Rows>
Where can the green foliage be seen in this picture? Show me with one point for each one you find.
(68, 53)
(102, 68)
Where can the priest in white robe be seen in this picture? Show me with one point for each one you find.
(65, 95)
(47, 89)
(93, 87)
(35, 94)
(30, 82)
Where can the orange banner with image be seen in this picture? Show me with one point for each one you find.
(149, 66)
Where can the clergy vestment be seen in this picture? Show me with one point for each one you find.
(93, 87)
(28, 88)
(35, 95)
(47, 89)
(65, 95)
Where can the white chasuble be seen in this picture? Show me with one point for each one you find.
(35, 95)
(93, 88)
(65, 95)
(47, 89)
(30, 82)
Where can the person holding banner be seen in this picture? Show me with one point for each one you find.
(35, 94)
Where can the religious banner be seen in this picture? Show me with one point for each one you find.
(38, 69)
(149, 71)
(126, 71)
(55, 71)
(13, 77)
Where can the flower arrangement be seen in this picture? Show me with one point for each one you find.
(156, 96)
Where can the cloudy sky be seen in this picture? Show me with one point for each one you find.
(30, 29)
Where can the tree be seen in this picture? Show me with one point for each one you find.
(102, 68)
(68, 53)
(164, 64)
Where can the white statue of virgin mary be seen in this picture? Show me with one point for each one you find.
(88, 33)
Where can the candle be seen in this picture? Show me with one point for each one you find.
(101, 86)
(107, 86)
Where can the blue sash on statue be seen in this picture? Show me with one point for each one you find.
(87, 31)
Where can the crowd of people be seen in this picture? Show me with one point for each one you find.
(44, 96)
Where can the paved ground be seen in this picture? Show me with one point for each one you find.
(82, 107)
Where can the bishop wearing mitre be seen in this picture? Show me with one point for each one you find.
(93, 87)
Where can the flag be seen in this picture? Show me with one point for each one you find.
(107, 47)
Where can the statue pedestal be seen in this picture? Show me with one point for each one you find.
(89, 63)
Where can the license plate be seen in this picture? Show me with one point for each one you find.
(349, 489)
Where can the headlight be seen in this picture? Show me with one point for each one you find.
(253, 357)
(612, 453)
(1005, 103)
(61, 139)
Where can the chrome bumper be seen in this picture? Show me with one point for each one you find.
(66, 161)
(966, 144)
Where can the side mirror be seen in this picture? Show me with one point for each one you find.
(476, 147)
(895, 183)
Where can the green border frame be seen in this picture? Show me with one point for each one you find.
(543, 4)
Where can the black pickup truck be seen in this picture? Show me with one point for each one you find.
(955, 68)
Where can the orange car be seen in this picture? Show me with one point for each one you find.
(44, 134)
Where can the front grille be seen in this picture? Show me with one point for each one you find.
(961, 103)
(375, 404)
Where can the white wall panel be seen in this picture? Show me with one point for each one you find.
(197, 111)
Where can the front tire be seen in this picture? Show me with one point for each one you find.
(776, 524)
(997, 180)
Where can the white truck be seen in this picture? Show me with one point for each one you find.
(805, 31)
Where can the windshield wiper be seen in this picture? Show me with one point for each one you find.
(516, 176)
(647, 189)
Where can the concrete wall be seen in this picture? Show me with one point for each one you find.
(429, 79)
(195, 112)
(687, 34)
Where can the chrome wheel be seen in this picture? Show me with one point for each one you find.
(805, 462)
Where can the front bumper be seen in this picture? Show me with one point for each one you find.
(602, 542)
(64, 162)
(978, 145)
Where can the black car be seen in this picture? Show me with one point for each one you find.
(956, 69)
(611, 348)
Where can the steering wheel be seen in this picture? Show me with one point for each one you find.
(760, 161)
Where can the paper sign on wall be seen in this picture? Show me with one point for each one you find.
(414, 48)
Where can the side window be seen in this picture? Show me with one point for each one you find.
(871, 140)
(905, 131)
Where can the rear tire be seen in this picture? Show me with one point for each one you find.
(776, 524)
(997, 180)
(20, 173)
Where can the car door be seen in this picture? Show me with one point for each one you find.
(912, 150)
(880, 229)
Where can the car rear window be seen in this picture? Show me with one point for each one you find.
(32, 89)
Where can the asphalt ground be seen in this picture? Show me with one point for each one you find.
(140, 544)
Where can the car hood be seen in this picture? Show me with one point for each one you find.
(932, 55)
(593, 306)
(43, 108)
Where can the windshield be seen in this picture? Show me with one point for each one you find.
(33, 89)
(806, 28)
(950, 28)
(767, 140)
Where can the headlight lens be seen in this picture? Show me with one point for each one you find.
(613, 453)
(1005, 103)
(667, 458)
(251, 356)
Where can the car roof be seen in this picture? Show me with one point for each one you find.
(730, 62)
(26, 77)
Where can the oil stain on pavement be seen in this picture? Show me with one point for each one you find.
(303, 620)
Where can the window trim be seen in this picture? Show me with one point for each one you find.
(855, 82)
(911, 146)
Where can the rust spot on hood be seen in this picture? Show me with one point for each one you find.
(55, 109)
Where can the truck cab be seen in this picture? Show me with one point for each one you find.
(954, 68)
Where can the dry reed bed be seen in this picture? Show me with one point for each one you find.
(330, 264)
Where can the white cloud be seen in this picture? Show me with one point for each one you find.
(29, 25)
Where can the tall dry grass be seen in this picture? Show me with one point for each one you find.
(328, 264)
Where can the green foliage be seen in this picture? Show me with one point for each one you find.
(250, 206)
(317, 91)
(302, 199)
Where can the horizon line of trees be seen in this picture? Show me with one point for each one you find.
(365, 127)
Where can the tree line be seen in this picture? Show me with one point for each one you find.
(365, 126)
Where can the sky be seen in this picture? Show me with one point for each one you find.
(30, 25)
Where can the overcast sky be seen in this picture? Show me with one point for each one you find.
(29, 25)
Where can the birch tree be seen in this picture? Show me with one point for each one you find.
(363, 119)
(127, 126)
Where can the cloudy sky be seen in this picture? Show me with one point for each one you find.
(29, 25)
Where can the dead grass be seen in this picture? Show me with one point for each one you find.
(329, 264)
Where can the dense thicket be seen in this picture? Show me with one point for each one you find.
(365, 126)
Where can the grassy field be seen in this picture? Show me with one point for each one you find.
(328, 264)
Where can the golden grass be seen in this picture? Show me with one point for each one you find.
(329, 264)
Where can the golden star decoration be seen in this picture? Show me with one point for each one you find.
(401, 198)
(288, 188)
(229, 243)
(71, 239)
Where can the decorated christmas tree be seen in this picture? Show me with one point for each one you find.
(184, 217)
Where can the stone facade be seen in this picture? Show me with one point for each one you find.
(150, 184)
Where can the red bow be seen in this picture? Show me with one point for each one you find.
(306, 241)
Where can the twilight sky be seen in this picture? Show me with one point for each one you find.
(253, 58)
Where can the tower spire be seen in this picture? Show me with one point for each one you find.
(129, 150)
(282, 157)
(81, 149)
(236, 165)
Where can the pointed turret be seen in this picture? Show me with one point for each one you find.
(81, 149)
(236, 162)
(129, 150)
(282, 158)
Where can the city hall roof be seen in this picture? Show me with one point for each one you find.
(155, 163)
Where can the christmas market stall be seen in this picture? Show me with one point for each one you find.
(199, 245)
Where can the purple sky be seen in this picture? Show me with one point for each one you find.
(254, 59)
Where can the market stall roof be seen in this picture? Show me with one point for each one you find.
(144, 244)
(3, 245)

Work to be completed> Retype all of the material above with every character intact.

Exercise solution>
Where can the green foliage be seen in this picture? Show me with one point for each one you find.
(68, 53)
(102, 68)
Where can the priest in white robe be seen in this picture? Show me with one point for each one you find.
(65, 95)
(47, 89)
(93, 87)
(35, 94)
(30, 82)
Where can the orange banner with image be seen in this picture? Show me with one point for each one you find.
(149, 66)
Where can the clergy vestment be seen in this picture? Show me with one point for each one you find.
(93, 87)
(28, 88)
(35, 95)
(47, 89)
(65, 95)
Where can the white chasuble be seen in this picture? Show me with one point for each one you find.
(35, 95)
(93, 88)
(65, 95)
(47, 89)
(30, 82)
Where can the person holding banner be seen in this picture? Show me with one point for each one you find.
(35, 94)
Where can the religious banner be seen in this picture? Show me with one point for each one you find.
(38, 69)
(149, 71)
(126, 71)
(55, 71)
(13, 77)
Where can the flower arrangement be seen in this picture? Show me with one point for each one you find.
(156, 96)
Where can the cloudy sky be seen in this picture? Show me with one point for each one you find.
(30, 29)
Where can the tree be seen in this picture? Show me with one point for each one you find.
(102, 68)
(68, 53)
(164, 64)
Where can the white statue of virgin mary be seen in this picture? Show me with one point for each one you find.
(88, 33)
Where can the candle be seen in this picture? Show me with one point for each one you find.
(101, 86)
(107, 86)
Where can the blue sash on statue be seen in this picture? Show me with one point for each one you find.
(87, 31)
Where can the crowd of people be seen in this picture? Show me with one point for each one you find.
(44, 96)
Where can the paved ground be seen in this picture? Show me with one point for each one you find.
(82, 107)
Where can the bishop wearing mitre be seen in this picture? Show me with one point for each one you find.
(93, 87)
Where can the flag be seen in this picture? Show me with one point for each one you find.
(107, 47)
Where can the statue pedestal be seen in this picture? Show me with one point for each one you find.
(89, 63)
Where can the license plate be seen in this picture? Show me with one point for each one you find.
(349, 489)
Where can the headlight be seen in this picture? Show me with one point for each one you find.
(253, 357)
(612, 453)
(1005, 103)
(61, 139)
Where can the chrome bumper be seen in this picture? Show me with one point for each one you find.
(66, 161)
(966, 144)
Where can the side mirror be seen in this picture? Show me with one point for each one you find.
(476, 147)
(895, 183)
Where can the green border frame be seen in this picture? Show me with one point for each one you find.
(543, 4)
Where can the black pickup truck be seen in this picture? Show me with one point for each one you find.
(955, 68)
Where can the orange car be seen in this picture? Show me with one point for each one you find.
(44, 134)
Where can the front grille be seen in this picture? Show me with one point for each one you find.
(961, 103)
(375, 404)
Where can the white wall panel be seen in this picture? Show me with one point for each one you find.
(197, 111)
Where can the front tire be seen in this picture? Show me with one point for each one you find.
(776, 524)
(997, 180)
Where can the white truck be seen in this picture? Show me with one point for each one you find.
(805, 31)
Where can the windshield wiper be seen in this picture? Show me with one point for each one you find.
(516, 176)
(647, 189)
Where can the concrete wall be seen in this picture? Show me with one point for each one you find.
(429, 79)
(195, 112)
(687, 34)
Where can the chrome wheel be seen in this picture? Show me with one point for each one you find.
(805, 462)
Where can the front bumper be seen in this picture? Show me with one point for each one you find.
(602, 542)
(64, 162)
(978, 145)
Where can the black car be seen in this picture? Show me with one point for each one you find.
(956, 69)
(611, 348)
Where can the steering wheel be seen in this picture? Show me with one point for each one you find.
(760, 161)
Where can the paper sign on wall be seen in this picture? Show me with one point for each one you find.
(414, 48)
Where can the side window be seen in this picture? Show me with one point for each one you find.
(871, 140)
(905, 131)
Where can the rear tire be seen in this picture? Show me with one point for each one you find.
(776, 524)
(997, 180)
(20, 173)
Where can the car door be seen in this picture? Show me with one point for each one you find.
(912, 150)
(880, 229)
Where can the car rear window be seen in this picture? Show me with one point for each one you find.
(32, 89)
Where can the asphalt ground be seen in this picture? Show me with one point for each one you find.
(140, 544)
Where can the car hood be seen in this picture? Show me with one point for each one you find.
(932, 55)
(593, 306)
(43, 108)
Where can the windshield be seen in this picture? Show me with one point for each one you find.
(33, 89)
(806, 28)
(950, 28)
(767, 140)
Where can the headlight lens be seen in this picture? Show me with one point for each one you find.
(613, 453)
(1005, 103)
(667, 458)
(251, 356)
Where can the car roof be seen in this picture? Show me with one point for each one you find.
(730, 62)
(26, 77)
Where can the oil stain on pavement be seen in this picture? Show me with one point for each one you find.
(303, 620)
Where can the window trim be seen in this picture? Show me with one point for each one you find.
(855, 82)
(911, 146)
Where can the rust spot on hood be seen in this picture? Show me with one point for each one you find.
(55, 109)
Where can the truck cab be seen in this picture? Show me with one point for each one you find.
(954, 68)
Where can the dry reed bed be seen in this picture? Show me with one point for each one you find.
(330, 264)
Where can the white cloud be seen in this picture? Show me with one point for each one you find.
(29, 25)
Where can the tall dry grass be seen in this picture? Show me with one point for each one you find.
(328, 264)
Where can the green foliage be seen in this picture? Show me with one point for each one you find.
(250, 206)
(317, 91)
(302, 199)
Where can the horizon line of trees be seen in this picture? Show me with one point for each one you find.
(365, 127)
Where can the tree line be seen in this picture? Show me with one point for each one you find.
(365, 126)
Where can the sky be seen in this picture? Show me with one point for each one you find.
(30, 25)
Where can the overcast sky be seen in this picture? Show me with one point for each one you find.
(29, 25)
Where can the birch tree be seen in this picture? Show me with one point for each one you find.
(363, 119)
(127, 126)
Where can the cloudy sky be seen in this picture? Show me with one point for each one you find.
(29, 25)
Where can the dead grass be seen in this picture? Show me with one point for each one you find.
(329, 264)
Where can the dense thicket be seen in this picture? Show me with one point for each one you find.
(365, 126)
Where can the grassy field be seen in this picture? Show me with one point for each one you find.
(328, 264)
Where can the golden grass be seen in this picture? Show me with one point for each one you find.
(329, 264)
Where can the golden star decoration be seen in this picture? Show me with one point for each one you find.
(401, 198)
(288, 188)
(229, 243)
(71, 239)
Where can the decorated christmas tree be seen in this picture? Show me with one point for each one you find.
(184, 217)
Where can the stone facade be seen in this picture? Show me with one point for each one you find.
(150, 184)
Where can the red bow be seen in this picture? Show me with one point for each one you find.
(306, 241)
Where can the twilight sky be seen in this picture? Show me with one point for each one you find.
(253, 58)
Where can the tower spire be seen in this picture? Show me with one point for each one you find.
(129, 150)
(282, 157)
(81, 149)
(236, 165)
Where can the pointed turret be seen in this picture? Show me with one point for each one you find.
(81, 149)
(236, 162)
(129, 150)
(282, 158)
Where can the city hall roof be seen in this picture? Show me with one point for each one you find.
(155, 163)
Where can the christmas market stall be seen in this picture? Show me with one point for each one you find.
(199, 245)
Where can the purple sky be seen in this picture? Show me with one point for each one you find.
(254, 59)
Where can the market stall roof be seen in this picture? Show me with one point for each one you find.
(144, 244)
(3, 245)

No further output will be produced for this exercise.